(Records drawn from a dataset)
+ + + + +

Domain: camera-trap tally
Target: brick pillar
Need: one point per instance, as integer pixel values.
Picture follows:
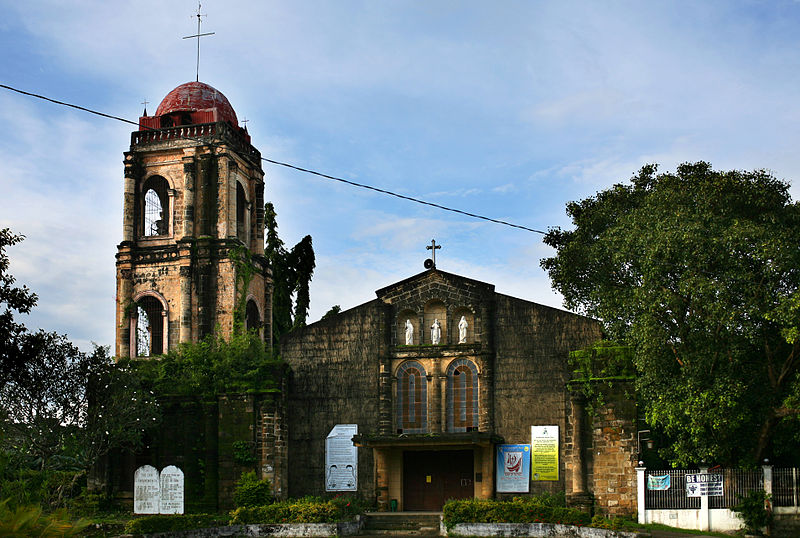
(129, 199)
(385, 404)
(188, 196)
(382, 479)
(485, 395)
(186, 304)
(437, 414)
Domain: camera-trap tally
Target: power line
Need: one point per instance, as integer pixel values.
(298, 168)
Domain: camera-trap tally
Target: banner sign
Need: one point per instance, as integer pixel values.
(658, 482)
(341, 459)
(702, 485)
(544, 452)
(513, 468)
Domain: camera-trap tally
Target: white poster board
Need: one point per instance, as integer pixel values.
(171, 490)
(146, 490)
(341, 459)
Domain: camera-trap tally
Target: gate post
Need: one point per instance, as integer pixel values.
(704, 510)
(640, 487)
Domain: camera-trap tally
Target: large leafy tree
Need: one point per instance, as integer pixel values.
(67, 408)
(13, 299)
(698, 271)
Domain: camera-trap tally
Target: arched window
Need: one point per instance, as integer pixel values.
(252, 316)
(241, 211)
(462, 396)
(412, 398)
(156, 207)
(149, 327)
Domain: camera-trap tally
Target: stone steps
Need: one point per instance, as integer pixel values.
(401, 523)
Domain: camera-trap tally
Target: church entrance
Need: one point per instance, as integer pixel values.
(430, 477)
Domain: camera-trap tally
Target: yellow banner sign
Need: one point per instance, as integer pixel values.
(544, 453)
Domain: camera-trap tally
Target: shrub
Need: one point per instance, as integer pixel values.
(752, 510)
(518, 510)
(305, 510)
(250, 491)
(173, 523)
(30, 521)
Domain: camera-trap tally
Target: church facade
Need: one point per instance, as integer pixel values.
(433, 377)
(437, 373)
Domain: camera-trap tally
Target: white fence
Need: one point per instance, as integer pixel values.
(701, 499)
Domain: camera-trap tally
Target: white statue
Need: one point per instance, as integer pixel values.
(436, 333)
(462, 330)
(409, 333)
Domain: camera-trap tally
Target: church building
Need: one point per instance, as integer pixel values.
(429, 380)
(437, 373)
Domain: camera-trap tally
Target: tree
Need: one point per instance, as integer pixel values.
(698, 271)
(12, 299)
(67, 408)
(291, 275)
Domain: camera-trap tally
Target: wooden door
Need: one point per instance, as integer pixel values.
(430, 477)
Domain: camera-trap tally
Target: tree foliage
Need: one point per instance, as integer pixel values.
(12, 299)
(68, 408)
(213, 366)
(291, 275)
(698, 271)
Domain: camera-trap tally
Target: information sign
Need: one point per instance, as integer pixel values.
(513, 468)
(544, 452)
(703, 484)
(341, 459)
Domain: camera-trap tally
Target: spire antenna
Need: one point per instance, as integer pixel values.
(198, 35)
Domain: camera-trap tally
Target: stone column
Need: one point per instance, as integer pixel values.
(385, 403)
(640, 489)
(485, 395)
(381, 479)
(129, 199)
(188, 196)
(124, 290)
(186, 304)
(578, 411)
(437, 414)
(579, 498)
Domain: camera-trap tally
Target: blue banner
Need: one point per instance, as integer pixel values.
(513, 468)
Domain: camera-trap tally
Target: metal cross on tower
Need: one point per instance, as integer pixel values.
(433, 247)
(198, 35)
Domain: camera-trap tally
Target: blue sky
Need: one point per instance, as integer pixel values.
(507, 109)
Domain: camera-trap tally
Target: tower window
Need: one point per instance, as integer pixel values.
(252, 316)
(241, 212)
(156, 207)
(149, 327)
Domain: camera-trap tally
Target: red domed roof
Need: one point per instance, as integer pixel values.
(194, 96)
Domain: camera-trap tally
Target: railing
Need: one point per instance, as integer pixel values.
(736, 483)
(662, 493)
(785, 484)
(200, 130)
(674, 496)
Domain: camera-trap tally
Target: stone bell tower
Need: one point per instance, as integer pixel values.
(192, 252)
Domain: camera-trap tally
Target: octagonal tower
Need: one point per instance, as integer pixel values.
(193, 214)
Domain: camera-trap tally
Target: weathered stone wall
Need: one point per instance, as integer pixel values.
(611, 466)
(335, 368)
(531, 370)
(211, 442)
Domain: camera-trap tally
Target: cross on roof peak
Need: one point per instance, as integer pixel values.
(433, 247)
(198, 35)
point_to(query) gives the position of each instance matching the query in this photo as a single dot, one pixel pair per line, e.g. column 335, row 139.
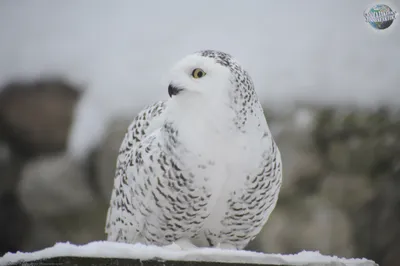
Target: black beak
column 172, row 90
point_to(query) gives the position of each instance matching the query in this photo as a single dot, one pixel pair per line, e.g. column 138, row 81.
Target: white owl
column 200, row 169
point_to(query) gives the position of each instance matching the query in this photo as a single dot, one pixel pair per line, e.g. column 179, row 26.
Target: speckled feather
column 166, row 190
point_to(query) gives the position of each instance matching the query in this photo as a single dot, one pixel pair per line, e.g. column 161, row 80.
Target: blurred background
column 73, row 74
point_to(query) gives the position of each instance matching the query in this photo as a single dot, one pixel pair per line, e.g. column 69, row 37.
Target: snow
column 320, row 51
column 106, row 249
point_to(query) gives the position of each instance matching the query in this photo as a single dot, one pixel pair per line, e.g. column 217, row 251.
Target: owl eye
column 198, row 73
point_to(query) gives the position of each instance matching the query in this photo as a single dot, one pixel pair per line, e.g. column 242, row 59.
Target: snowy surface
column 320, row 51
column 105, row 249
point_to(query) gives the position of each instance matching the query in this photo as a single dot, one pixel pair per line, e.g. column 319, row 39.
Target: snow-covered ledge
column 108, row 253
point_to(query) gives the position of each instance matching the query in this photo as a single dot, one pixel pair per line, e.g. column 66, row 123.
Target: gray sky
column 312, row 50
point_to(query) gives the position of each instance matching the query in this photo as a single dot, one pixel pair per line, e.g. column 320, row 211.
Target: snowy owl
column 201, row 168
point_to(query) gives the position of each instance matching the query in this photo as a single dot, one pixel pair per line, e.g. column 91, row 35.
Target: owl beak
column 172, row 90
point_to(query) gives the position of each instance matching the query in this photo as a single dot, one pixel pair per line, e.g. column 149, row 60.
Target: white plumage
column 200, row 168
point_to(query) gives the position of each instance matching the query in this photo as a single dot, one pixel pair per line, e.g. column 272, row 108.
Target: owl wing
column 123, row 214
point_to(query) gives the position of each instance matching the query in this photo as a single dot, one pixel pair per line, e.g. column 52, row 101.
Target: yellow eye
column 198, row 73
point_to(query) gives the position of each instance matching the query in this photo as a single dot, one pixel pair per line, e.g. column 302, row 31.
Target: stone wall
column 340, row 193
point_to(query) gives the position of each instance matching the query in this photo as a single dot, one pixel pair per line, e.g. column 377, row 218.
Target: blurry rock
column 14, row 223
column 105, row 157
column 309, row 223
column 10, row 164
column 378, row 228
column 348, row 192
column 52, row 186
column 356, row 141
column 302, row 165
column 35, row 117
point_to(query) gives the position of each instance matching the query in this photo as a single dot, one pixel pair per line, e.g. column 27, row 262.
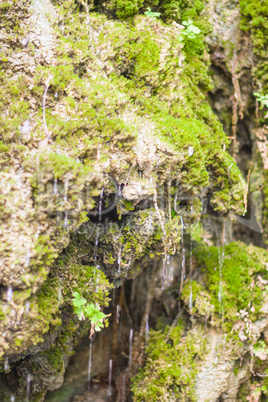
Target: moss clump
column 171, row 366
column 126, row 8
column 254, row 18
column 233, row 273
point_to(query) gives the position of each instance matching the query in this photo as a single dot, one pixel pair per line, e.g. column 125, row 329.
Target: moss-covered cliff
column 109, row 149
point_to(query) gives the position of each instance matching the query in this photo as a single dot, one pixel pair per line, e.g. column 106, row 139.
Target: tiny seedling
column 84, row 310
column 190, row 30
column 150, row 13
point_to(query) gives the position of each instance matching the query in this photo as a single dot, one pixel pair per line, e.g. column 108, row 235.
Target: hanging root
column 44, row 107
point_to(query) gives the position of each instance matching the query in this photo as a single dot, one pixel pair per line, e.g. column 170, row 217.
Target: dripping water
column 65, row 222
column 109, row 391
column 133, row 289
column 9, row 294
column 66, row 185
column 191, row 272
column 164, row 272
column 28, row 387
column 55, row 186
column 100, row 204
column 124, row 388
column 89, row 362
column 27, row 258
column 119, row 258
column 117, row 313
column 6, row 364
column 147, row 329
column 27, row 307
column 130, row 347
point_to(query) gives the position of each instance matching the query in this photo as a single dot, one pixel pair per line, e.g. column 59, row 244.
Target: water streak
column 9, row 294
column 6, row 364
column 147, row 329
column 27, row 307
column 100, row 204
column 90, row 361
column 55, row 187
column 28, row 387
column 109, row 392
column 66, row 185
column 117, row 313
column 130, row 347
column 65, row 222
column 28, row 257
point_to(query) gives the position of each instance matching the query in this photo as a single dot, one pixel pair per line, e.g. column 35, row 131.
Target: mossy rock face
column 96, row 107
column 212, row 353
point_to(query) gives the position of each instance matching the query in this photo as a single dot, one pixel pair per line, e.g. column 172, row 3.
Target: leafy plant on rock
column 84, row 310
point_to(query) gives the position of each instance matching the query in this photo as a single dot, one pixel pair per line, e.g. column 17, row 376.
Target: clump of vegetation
column 171, row 366
column 89, row 310
column 238, row 276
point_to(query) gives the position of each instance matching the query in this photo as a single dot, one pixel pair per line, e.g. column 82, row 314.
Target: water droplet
column 117, row 313
column 28, row 386
column 55, row 187
column 109, row 391
column 27, row 307
column 6, row 364
column 130, row 347
column 190, row 151
column 90, row 361
column 65, row 222
column 9, row 294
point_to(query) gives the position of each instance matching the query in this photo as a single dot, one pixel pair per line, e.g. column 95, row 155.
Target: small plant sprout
column 190, row 30
column 150, row 13
column 263, row 99
column 84, row 310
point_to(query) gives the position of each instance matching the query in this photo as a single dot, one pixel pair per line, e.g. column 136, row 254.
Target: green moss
column 55, row 358
column 126, row 8
column 171, row 366
column 235, row 277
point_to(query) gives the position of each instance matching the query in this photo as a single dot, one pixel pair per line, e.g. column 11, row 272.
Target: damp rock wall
column 109, row 149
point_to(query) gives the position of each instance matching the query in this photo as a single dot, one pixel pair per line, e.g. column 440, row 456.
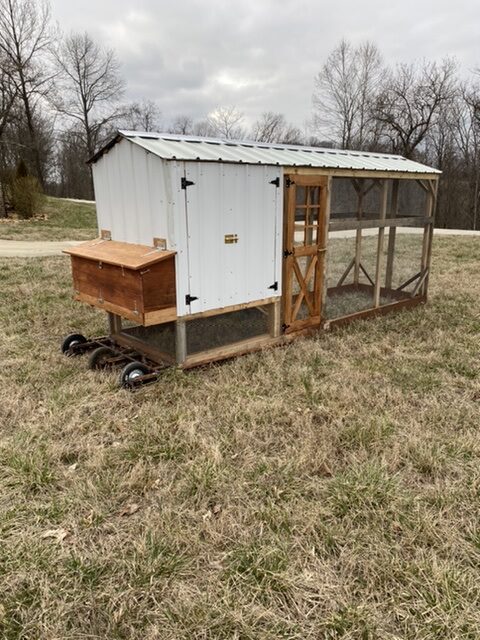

+ + + + +

§ **Problem requirements**: Show every line in the entries above that contains the string "sign".

§ **Output of the exercise**:
Target: banner sign
Target: yellow banner sign
Target: information sign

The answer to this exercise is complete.